> _PROBLEM TO SOLVE_: Down to the last line, copy the records below without any change.
== EXTRACTED MATERIAL
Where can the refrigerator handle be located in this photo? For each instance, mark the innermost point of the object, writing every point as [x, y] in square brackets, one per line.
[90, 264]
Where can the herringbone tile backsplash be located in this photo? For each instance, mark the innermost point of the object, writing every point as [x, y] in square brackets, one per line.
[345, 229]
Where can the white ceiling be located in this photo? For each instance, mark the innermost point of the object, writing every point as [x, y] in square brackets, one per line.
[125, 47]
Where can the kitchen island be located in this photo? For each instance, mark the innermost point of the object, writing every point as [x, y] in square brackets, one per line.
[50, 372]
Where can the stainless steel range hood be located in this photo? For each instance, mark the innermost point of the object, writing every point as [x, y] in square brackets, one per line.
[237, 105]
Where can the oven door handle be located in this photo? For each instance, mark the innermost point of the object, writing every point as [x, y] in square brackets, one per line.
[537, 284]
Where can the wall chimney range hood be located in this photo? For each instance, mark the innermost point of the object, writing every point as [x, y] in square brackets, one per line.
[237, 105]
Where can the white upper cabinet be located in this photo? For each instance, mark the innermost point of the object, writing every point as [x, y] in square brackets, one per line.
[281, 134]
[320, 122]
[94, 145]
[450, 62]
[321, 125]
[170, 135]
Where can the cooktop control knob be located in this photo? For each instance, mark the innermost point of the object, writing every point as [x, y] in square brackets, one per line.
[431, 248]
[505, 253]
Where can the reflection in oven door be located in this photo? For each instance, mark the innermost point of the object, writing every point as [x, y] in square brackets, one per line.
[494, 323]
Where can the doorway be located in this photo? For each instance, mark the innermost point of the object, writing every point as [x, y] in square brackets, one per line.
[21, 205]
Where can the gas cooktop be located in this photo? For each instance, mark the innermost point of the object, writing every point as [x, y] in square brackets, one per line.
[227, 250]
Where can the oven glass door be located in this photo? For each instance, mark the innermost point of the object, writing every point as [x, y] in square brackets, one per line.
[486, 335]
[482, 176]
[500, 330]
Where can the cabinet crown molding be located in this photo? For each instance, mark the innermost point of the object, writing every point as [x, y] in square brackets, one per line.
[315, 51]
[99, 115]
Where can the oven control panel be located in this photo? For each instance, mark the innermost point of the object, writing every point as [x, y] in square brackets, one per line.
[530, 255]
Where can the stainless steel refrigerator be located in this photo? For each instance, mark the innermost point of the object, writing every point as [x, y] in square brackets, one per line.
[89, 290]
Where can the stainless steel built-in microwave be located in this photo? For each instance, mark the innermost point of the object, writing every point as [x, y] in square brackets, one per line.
====
> _PROBLEM SOLUTION_:
Where can the refrigerator handle be located in this photo? For each instance, mark the innermost point of the object, writing every point as [x, y] in square brackets, one per line.
[90, 264]
Where can the herringbone tile backsplash be located in this photo? For each instance, mark the innermost point of the object, writing every point as [x, y] in square brackets, one per line.
[345, 229]
Where can the white ceiling be located in this photo? For each instance, mark the innermost point of the object, writing every point as [x, y] in square brackets, one per line.
[125, 47]
Where can the kitchen island be located in this photo? For each instance, mark the innermost point of the object, writing every point as [x, y] in square brackets, one per line.
[50, 372]
Where can the stainless steel range hood be located in this photo? For each instance, mark the innermost point of the object, writing every point as [x, y] in square brackets, one per line.
[237, 105]
Where can the oven door handle be located in this photo? For each instance, mark the innermost point of the object, writing every point as [x, y] in square brackets, one per line.
[537, 284]
Where can the wall chimney range hood be located in this photo? For each instance, mark the innermost point of the object, writing every point as [x, y] in square brackets, one per line.
[237, 105]
Where can the white upper cabinet be located in this photo? For each instance, mark the innermost point of the object, writing every point as [x, y] in square brackets, one per line.
[281, 134]
[320, 122]
[94, 145]
[450, 62]
[321, 125]
[170, 135]
Where can the cooktop control knob be located in this photo? For each instance, mark the innermost point of the object, writing every point as [x, y] in square brackets, one per line.
[431, 248]
[505, 253]
Where can the reflection in oven door be located in this photo? For each instance, mark the innermost point of the object, writing every point as [x, y] in square brackets, one per line.
[494, 323]
Where can the doorway be located in this photo? For each instance, mark the innermost point of the object, writing every point as [x, y] in square brackets, one per line.
[21, 205]
Where can the gas cooktop be located in this photo? For each instance, mark the innermost point of the object, writing every point as [x, y] in square brackets, one per line.
[227, 250]
Where can the oven glass door be located in this photo? For each instance, mark the innermost point of the object, writing every point as [x, y] in square brackets, one per line.
[486, 335]
[482, 176]
[500, 330]
Where can the cabinet crown molding be located in this photo? For each instance, mark the innermost point of the object, writing every point as [x, y] in square brackets, one per line.
[315, 51]
[99, 115]
Where can the oven control panel be located in this photo? For each instance, mark the innermost point of the object, writing every point as [x, y] in square brackets, one per line.
[530, 255]
Where can the stainless steel refrigerator be located in this photo? For each instance, mark the innermost point of the object, writing every point as [x, y] in square brackets, one per line.
[89, 290]
Where can the stainless steel built-in microwave be located in this photo? For each instance, mark the innermost point of the object, writing every point as [x, y] in square brackets, one per line.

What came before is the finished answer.